Brief: Duplicate every one of the following rows verbatim, keeping each line unchanged and in its original order.
** START Given records **
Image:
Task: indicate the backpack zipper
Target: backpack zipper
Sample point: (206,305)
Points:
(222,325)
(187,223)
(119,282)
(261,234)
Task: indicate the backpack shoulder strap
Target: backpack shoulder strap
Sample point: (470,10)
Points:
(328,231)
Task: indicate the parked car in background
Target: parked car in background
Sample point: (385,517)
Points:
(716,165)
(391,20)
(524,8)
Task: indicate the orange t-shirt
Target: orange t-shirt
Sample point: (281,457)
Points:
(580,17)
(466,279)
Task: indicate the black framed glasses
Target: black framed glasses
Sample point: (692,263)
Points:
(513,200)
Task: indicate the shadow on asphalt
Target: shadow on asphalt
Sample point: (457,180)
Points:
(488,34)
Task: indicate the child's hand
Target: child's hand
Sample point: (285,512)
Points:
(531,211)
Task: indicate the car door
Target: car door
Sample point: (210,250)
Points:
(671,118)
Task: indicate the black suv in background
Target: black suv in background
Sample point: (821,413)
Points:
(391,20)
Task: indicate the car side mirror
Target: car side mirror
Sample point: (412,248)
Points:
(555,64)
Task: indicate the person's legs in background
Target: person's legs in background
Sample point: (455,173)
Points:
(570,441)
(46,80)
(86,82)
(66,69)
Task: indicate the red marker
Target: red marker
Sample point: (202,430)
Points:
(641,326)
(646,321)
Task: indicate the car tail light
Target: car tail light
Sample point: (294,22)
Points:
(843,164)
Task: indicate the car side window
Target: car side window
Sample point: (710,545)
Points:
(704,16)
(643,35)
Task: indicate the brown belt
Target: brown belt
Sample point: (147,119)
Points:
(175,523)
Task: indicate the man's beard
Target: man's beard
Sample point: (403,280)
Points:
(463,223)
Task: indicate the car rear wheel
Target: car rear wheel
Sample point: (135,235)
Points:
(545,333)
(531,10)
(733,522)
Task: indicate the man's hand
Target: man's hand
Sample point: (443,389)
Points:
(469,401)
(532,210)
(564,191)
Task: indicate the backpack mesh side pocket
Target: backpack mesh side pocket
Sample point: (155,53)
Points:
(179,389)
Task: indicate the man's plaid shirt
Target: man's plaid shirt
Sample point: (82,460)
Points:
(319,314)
** END Given records **
Written response:
Image:
Task: indicate the backpack zipper
Target: backpack zipper
Sample point: (206,305)
Points:
(222,325)
(187,223)
(119,282)
(261,234)
Task: indicate the backpack shoulder strap
Target: backpack shoulder strap
Sample point: (470,10)
Points:
(328,231)
Task: indicate the parked car in background
Target: parked car in background
Sample point: (385,517)
Points:
(716,165)
(391,20)
(524,8)
Task: indicate the orange t-shirt
Target: orange t-shirt
Sample point: (281,457)
Points:
(580,17)
(466,279)
Task: indicate the black framed glasses
Target: black framed glasses
Sample point: (692,263)
Points:
(513,200)
Task: indicate the shadow on asphalt
Target: shadow on asphalt
Sample point: (457,180)
Points:
(488,34)
Task: indicate the child's hand
Target: child's hand
Sample point: (285,512)
Points:
(531,211)
Task: indicate the car door
Target: car door
Sample point: (210,250)
Points:
(671,118)
Task: indicate the black suv in background
Target: black suv in background
Sample point: (821,413)
Points:
(391,20)
Task: indicate the car side mirror
Target: car side mirror
Sample point: (412,248)
Points:
(555,64)
Task: indicate the person's legs in background
Target: person's legs in background
Sample point: (455,173)
Points:
(570,441)
(46,80)
(86,82)
(66,69)
Task: indicate the red marker
Target: red marker
Sample point: (202,430)
Points:
(641,326)
(646,321)
Task: indicate the car tail light
Target: car tail light
Sample point: (294,22)
Points:
(843,164)
Task: indicate the car side window
Target: car side window
Sample point: (710,545)
Points:
(704,16)
(643,35)
Task: indicate the brown belt
Target: brown belt
Sample point: (147,119)
Points:
(175,523)
Task: indicate the man's beard
Target: man's beard
Sample point: (403,280)
Points:
(463,223)
Task: indicate the car rear wheel
Target: car rear wheel
Sample point: (135,235)
Points:
(545,333)
(531,10)
(733,522)
Task: indicate the man's hand
Target: man's hand
Sample point: (443,389)
Points:
(469,401)
(532,210)
(564,191)
Task: indicate the backpack mesh side pocket
Target: backpack mesh side pocket
Sample point: (155,53)
Points:
(179,389)
Task: indicate the man's plaid shirt
Target: man's plaid shirt
Sample point: (82,460)
Points:
(319,314)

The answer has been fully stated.